Study text =
Having emerged from more than 30 years of civil war, Angola has made substantial progress in economic and political terms and achieved significant progresses. The country’s infrastructure is noticeably improved, and its economy was rebounding quickly due to its vast oil wealth, but this progress has decreased with the crisis the country is facing due to decreasing oil prices.
Despite these successes achieved, Angola is actually in the 148 position in the UN’s Human Development Index, meaning that the country remains in the lowest quintile. The county has lagged behind on its social welfare indicators and still has one of the highest child mortality rates in the world. Its maternal mortality ratio is also above average, even among other developing countries, because women lack access to and understanding of modern contraceptives. Only 12% of women of reproductive age are using a modern contraceptive method. Access to safe drinking water and sanitation is still limited to roughly 50% of Angolans. The primary causes of morbidity and mortality continue to be infectious diseases including malaria, respiratory infections, diarrhea, tuberculosis and measles – all of which accounted for 96% of diseases reported by the Ministry of Health in 2011.
PSI/Angola was established in 2000, initially to work on HIV/AIDS prevention and later broadened its scope to include malaria and diarrheal disease prevention in 2004. In coordination with the Angolan Ministry of Health and many other partners, PSI/Angola is increasing access to essential health commodities and implementing targeted behavior change communications. By leveraging commercial and community distribution channels, PSI/Angola complements public sector distribution efforts and contributes to increasing coverage levels.
PSI/Angola has several products on the market, including the long-lasting insecticide treated net, (LLIN) Jóia, the water treatment pills, Certeza, and the Legal and Sensual condoms. Tem Mais network of pharmacies was launched in 2014 and aims to provide accurate and affordable malaria rapid diagnostic testing and treatment of confirmed positive cases of malaria. PSI/Angola is currently launching different products and services related to family planning: IUD insertions in a quality-assured women’s health network of clinics, and third generation contraceptive pills, among others.

Stored records =
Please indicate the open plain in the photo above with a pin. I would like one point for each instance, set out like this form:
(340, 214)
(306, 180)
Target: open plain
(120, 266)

Problems and tasks =
a: According to the text on Angola, in what year was the Tem Mais network of pharmacies launched?
b: Translate this sentence from the text on Angola into Spanish: "Only 12% of women of reproductive age are using a modern contraceptive method."

Results in order =
a: 2014

b: Solo el 12 % de las mujeres en edad reproductiva utilizan un método anticonceptivo moderno.